=== TASK INPUT ===
::::::

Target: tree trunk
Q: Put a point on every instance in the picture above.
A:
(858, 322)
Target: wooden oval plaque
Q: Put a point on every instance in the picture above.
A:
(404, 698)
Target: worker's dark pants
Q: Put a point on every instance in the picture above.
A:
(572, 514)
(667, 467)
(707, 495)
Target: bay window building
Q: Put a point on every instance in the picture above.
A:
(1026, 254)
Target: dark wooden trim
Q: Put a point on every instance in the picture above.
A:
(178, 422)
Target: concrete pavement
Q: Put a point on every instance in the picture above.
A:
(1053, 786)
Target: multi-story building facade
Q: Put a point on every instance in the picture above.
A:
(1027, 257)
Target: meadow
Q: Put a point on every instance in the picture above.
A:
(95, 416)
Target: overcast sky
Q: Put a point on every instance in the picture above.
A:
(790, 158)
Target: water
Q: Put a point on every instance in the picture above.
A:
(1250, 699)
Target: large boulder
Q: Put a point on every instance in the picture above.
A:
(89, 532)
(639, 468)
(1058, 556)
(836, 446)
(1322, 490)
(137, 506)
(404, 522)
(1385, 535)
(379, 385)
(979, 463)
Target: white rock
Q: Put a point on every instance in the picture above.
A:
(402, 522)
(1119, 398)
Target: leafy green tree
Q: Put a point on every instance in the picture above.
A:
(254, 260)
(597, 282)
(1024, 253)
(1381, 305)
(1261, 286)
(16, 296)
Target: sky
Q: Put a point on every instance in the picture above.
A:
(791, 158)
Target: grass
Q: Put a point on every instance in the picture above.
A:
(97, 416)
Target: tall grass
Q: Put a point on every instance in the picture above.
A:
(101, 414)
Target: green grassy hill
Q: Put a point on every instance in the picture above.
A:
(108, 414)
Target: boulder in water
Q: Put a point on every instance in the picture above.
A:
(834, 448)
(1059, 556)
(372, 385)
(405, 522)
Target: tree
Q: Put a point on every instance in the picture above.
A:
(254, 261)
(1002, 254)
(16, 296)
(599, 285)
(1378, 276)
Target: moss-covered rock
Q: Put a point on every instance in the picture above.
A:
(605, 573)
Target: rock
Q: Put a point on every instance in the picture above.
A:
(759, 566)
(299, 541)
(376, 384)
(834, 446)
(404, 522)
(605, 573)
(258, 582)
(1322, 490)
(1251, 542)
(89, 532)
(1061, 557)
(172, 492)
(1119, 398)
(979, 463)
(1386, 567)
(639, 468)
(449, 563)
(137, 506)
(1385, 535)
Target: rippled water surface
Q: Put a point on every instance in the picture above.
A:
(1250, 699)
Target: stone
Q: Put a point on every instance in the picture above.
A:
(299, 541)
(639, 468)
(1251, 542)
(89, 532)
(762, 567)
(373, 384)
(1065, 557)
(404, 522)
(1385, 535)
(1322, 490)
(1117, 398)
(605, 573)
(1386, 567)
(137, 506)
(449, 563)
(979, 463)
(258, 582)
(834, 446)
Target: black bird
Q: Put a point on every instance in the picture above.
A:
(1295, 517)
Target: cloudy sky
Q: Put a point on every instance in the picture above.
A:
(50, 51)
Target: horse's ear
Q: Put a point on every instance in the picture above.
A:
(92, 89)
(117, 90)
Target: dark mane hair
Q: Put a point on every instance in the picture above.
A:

::::::

=== EXERCISE REQUIREMENTS ===
Write every record out again, unaltered.

=== RESULT OF THIS TASK ===
Target: tree trunk
Q: Put a point on every instance in the picture above.
A:
(858, 322)
Target: wooden oval plaque
Q: Put a point on every instance in the picture above.
A:
(404, 698)
Target: worker's dark pants
Q: Put a point on every instance in the picture above.
A:
(572, 514)
(667, 467)
(707, 495)
Target: bay window building
Q: Put a point on every instance in the picture above.
A:
(1026, 254)
Target: dark wooden trim
Q: Put a point on every instance in the picture above.
A:
(178, 422)
Target: concrete pavement
Q: Put a point on every instance in the picture above.
A:
(1053, 786)
Target: multi-story building facade
Q: Put a point on every instance in the picture above.
A:
(1027, 257)
Target: meadow
Q: Put a point on every instance in the picture above.
A:
(95, 416)
Target: overcast sky
Q: Put a point on every instance in the picture above.
A:
(790, 158)
Target: water
Q: Put a point on every instance in the picture above.
A:
(1250, 699)
Target: large boulder
Q: Put a point on every instance in the picture above.
A:
(89, 532)
(639, 468)
(1058, 556)
(836, 446)
(1322, 490)
(137, 506)
(404, 522)
(1385, 535)
(379, 385)
(979, 463)
Target: white rock
Q: Put a point on every instance in the picture above.
A:
(402, 522)
(1119, 398)
Target: leafy green tree
Q: Put a point on every instance in the picture above.
A:
(254, 260)
(597, 282)
(1024, 253)
(1381, 305)
(1261, 286)
(16, 296)
Target: sky
Q: Put a point on every instance in the picture above.
A:
(791, 158)
Target: grass
Q: Put a point on every instance in the picture above.
A:
(97, 416)
Target: tall grass
Q: Put a point on every instance in the picture above.
A:
(101, 414)
Target: green grassy hill
Q: Put a point on every instance in the picture above.
A:
(108, 414)
Target: boulder in water
Q: Put a point on every instance in the picture above.
A:
(834, 448)
(1059, 556)
(372, 385)
(405, 522)
Target: tree
Q: Put a point on every instance in the picture above.
A:
(254, 261)
(1002, 254)
(16, 296)
(599, 285)
(1378, 276)
Target: moss-covered rock
Q: Put a point on every instance in the picture above.
A:
(605, 573)
Target: rock
Q: Put a point on every instance in the picture above.
A:
(759, 566)
(299, 541)
(376, 384)
(834, 446)
(404, 522)
(605, 573)
(258, 582)
(1322, 490)
(1251, 542)
(89, 532)
(1061, 557)
(172, 492)
(1119, 398)
(979, 463)
(1386, 567)
(639, 468)
(449, 563)
(137, 506)
(1385, 535)
Target: rippled water surface
Q: Put a point on every instance in the picture above.
A:
(1250, 699)
Target: stone
Q: Put a point on every instance in the picture above.
A:
(299, 541)
(639, 468)
(1251, 542)
(89, 532)
(762, 567)
(373, 384)
(1065, 557)
(404, 522)
(1385, 535)
(1322, 490)
(1117, 398)
(605, 573)
(1386, 567)
(137, 506)
(449, 563)
(979, 463)
(258, 582)
(834, 446)
Target: black bird
Q: Put a point on every instance in the picture above.
A:
(1295, 517)
Target: cloudy sky
Q: Put a point on every instance in the picture above.
A:
(50, 51)
Target: horse's ear
Q: Put a point on every instance in the picture above.
A:
(92, 89)
(117, 90)
Target: dark mane hair
Q: Put a point on every instance in the picture above.
A:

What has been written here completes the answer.